◆ Page ◆
On Sat, Sep 17, 2016 at 1:30 AM, Chinmay Kolhatkar 
wrote:

> Thanks for the information guys.
>
> David, I can take a look at heuristic watermark if I get any free cycles.
>
> Shunxin, does the Join operator that you're implementing support theta join
> or is it subset of the theta join?
>
> Thanks,
> Chinmay.
>
>
>
> On Sat, Sep 17, 2016 at 1:21 AM, David Yan  wrote:
>
> > Hi Shunxin,
> >
> > If the watermark code in your PR is not behaving the way it should,
> please
> > do change it. Thanks!
> >
> > David
> >
> > On Fri, Sep 16, 2016 at 11:36 AM, Shunxin Lu 
> wrote:
> >
> > > Hi David,
> > >
> > > Thanks for the clarification. Should we update the watermark for join
> > > operator when there's a watermark arrived from one of the input streams
> > > even if the watermark from another input stream is not arrived yet?

◆ Requirements ◆
1/ Answer these questions from the thread:
(a) What does Chinmay Kolhatkar offer to take a look at if free cycles become available?
(b) What does David Yan tell Shunxin to do if the watermark code in the PR is not behaving the way it should?
(c) On what date did Shunxin Lu write?
2/ Reproduce the stretch of the thread from "On Sat, Sep 17, 2016 at 1:30" through "the theta join?", word for word.
The entries that follow have no connection to the thread above.

◆ Stored records ◆
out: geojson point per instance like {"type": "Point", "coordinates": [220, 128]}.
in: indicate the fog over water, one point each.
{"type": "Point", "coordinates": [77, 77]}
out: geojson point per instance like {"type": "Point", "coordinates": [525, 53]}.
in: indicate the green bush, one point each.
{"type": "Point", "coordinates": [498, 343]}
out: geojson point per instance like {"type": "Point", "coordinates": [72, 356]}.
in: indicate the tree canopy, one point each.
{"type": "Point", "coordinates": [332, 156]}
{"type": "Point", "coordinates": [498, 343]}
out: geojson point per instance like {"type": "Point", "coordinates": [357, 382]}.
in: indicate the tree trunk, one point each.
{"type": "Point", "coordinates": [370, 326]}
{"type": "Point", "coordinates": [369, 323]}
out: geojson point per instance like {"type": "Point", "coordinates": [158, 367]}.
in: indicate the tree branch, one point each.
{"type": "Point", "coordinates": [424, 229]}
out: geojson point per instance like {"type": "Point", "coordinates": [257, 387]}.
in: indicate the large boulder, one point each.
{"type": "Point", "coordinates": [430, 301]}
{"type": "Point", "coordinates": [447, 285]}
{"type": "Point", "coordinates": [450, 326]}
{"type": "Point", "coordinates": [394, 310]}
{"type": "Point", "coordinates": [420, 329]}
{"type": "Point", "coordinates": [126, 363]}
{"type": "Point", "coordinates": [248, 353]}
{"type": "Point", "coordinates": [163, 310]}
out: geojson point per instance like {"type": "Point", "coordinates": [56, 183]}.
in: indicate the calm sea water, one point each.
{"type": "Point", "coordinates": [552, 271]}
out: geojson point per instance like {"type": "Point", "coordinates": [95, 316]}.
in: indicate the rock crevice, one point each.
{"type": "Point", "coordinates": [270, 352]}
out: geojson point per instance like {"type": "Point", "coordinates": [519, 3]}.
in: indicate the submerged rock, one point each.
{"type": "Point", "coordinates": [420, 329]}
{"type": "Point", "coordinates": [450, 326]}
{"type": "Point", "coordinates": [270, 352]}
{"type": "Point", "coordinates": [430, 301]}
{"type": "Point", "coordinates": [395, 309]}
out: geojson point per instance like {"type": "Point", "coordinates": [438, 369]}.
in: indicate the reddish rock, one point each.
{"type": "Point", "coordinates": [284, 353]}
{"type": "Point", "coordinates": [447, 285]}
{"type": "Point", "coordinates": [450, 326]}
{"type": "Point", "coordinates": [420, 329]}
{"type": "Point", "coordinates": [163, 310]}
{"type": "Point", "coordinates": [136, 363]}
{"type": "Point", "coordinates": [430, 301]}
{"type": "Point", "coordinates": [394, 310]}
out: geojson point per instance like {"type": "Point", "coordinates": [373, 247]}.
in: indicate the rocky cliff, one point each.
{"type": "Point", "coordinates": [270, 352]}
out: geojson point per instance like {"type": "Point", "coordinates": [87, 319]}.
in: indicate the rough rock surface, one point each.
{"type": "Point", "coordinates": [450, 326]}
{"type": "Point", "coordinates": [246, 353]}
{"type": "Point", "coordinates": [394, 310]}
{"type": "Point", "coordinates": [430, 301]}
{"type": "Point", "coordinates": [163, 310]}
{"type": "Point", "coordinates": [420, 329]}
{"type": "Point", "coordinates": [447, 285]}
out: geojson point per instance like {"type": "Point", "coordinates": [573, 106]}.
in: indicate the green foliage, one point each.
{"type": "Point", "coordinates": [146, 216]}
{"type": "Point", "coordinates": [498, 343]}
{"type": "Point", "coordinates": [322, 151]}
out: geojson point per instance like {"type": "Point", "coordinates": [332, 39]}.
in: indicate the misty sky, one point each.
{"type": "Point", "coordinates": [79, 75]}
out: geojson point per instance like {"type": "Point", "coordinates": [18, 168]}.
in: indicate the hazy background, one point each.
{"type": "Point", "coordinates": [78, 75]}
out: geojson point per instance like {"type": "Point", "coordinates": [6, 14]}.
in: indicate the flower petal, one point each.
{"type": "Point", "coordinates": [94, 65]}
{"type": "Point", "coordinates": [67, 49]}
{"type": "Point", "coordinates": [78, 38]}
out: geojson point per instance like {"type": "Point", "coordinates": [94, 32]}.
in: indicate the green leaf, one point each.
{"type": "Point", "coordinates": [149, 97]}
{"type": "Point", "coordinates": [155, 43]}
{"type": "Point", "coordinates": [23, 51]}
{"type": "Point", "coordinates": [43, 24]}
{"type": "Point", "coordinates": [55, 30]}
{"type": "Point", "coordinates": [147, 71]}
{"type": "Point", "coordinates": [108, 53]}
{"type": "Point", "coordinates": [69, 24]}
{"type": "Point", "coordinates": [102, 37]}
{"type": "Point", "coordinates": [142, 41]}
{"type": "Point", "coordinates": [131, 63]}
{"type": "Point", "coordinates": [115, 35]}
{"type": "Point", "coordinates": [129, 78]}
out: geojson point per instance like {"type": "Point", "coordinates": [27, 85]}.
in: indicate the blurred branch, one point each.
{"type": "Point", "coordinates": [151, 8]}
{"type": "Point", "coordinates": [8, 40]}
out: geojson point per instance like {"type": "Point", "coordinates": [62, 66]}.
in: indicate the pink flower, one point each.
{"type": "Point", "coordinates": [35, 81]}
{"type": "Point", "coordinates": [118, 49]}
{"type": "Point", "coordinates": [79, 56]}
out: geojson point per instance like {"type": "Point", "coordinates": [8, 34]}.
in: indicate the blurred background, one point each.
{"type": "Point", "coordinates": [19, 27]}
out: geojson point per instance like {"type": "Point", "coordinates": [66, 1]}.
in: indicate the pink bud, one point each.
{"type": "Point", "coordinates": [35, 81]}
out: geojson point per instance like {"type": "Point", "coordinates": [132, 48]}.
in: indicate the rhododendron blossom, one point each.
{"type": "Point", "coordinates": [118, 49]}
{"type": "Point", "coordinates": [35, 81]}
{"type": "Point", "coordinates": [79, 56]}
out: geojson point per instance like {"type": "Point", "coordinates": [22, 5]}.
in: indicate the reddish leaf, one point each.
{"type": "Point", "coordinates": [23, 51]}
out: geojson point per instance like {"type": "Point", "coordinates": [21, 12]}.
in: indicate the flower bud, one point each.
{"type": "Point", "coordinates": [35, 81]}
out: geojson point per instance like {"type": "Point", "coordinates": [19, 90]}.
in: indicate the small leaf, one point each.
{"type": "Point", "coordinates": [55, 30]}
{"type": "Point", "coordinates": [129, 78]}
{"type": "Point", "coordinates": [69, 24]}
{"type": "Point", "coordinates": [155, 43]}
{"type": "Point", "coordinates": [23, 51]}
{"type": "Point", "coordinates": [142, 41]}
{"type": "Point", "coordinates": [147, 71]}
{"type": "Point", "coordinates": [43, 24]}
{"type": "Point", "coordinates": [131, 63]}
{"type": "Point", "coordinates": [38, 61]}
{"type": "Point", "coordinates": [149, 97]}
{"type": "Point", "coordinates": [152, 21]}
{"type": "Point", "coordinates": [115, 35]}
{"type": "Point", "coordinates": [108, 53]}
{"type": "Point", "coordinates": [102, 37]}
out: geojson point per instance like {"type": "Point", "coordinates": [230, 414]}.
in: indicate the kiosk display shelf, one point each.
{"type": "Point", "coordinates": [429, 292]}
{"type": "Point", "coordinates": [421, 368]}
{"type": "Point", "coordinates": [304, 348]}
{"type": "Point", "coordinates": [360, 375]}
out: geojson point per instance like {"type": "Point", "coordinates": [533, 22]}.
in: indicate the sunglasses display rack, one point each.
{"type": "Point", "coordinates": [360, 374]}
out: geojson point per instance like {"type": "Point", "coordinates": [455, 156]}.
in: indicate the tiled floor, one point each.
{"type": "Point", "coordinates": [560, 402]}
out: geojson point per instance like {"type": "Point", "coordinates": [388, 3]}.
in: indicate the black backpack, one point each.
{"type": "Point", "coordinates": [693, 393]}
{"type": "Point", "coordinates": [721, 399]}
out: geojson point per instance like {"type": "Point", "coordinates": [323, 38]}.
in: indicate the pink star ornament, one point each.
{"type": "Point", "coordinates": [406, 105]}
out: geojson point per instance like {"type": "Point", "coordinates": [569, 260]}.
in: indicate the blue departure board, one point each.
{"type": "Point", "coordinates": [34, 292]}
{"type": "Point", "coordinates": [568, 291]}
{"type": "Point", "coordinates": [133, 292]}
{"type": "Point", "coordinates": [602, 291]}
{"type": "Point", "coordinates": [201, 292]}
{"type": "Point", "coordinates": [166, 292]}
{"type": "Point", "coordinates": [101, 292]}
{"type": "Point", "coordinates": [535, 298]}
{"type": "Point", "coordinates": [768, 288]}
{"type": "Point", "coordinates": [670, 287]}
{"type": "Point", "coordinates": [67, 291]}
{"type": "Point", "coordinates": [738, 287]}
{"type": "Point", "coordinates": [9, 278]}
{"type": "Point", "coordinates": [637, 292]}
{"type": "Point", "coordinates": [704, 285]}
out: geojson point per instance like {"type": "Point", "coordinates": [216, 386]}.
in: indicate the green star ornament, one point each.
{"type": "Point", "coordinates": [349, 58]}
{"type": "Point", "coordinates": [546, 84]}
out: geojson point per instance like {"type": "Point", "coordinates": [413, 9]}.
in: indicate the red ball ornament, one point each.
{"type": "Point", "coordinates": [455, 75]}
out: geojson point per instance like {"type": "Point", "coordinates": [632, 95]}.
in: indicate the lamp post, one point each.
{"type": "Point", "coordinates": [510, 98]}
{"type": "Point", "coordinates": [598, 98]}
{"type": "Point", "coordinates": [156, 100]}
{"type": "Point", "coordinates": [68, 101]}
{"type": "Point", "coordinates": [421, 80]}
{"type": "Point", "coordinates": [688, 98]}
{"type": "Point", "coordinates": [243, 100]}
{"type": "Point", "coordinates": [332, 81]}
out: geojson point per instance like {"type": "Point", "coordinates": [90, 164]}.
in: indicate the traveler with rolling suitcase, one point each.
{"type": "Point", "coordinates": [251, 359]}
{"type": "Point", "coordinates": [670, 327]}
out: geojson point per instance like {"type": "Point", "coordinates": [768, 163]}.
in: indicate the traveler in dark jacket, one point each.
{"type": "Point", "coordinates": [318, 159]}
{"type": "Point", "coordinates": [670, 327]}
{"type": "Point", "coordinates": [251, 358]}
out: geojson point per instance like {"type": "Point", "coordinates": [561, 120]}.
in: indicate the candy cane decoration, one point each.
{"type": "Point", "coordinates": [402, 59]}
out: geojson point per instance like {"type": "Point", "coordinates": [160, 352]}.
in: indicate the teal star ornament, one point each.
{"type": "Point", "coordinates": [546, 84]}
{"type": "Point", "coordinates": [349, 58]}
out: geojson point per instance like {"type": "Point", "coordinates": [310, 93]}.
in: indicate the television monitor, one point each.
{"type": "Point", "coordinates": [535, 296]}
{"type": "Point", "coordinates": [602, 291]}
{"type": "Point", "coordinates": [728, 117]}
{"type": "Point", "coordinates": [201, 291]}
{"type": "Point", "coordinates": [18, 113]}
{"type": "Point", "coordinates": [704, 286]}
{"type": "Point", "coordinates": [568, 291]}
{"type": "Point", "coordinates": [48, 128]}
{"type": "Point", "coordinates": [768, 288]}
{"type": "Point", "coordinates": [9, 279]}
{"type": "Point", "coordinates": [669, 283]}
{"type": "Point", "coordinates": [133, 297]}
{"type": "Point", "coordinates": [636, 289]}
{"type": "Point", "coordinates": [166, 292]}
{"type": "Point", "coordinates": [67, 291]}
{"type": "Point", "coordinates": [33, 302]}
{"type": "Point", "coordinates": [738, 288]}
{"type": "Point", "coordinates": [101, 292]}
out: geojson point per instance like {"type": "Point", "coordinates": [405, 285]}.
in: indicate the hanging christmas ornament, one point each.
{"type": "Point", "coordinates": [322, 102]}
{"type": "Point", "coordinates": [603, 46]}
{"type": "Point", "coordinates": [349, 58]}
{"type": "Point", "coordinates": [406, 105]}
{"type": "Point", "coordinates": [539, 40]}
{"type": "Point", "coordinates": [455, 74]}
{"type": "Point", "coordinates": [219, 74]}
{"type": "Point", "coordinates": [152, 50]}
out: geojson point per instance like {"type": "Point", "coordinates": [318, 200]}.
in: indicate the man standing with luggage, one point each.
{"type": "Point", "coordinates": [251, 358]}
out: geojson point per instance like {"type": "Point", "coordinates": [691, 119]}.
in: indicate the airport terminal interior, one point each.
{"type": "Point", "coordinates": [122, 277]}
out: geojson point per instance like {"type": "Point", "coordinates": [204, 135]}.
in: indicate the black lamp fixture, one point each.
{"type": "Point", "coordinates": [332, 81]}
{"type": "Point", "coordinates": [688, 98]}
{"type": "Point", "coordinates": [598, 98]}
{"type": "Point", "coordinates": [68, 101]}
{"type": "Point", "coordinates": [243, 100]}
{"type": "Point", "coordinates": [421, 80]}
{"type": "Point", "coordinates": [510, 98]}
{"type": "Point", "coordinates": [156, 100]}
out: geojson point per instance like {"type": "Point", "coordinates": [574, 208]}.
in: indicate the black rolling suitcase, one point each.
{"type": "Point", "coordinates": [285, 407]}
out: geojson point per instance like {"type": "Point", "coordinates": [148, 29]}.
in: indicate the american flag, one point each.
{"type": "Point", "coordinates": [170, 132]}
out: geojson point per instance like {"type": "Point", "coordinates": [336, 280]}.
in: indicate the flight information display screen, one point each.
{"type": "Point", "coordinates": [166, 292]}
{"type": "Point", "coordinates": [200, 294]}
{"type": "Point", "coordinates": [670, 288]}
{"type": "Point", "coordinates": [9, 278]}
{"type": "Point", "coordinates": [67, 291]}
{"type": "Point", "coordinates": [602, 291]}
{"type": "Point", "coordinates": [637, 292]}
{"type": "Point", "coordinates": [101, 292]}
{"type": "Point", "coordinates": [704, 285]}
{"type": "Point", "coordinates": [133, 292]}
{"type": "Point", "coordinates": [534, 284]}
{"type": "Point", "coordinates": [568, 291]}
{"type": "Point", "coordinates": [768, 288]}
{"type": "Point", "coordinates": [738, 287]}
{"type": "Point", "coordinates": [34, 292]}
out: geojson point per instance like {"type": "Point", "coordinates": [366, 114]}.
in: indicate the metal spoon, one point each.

◆ Outputs by task ◆
1/
(a) Heuristic watermark.
(b) Change it.
(c) Friday, September 16, 2016.

2/
On Sat, Sep 17, 2016 at 1:30 AM, Chinmay Kolhatkar 
wrote:

> Thanks for the information guys.
>
> David, I can take a look at heuristic watermark if I get any free cycles.
>
> Shunxin, does the Join operator that you're implementing support theta join
> or is it subset of the theta join?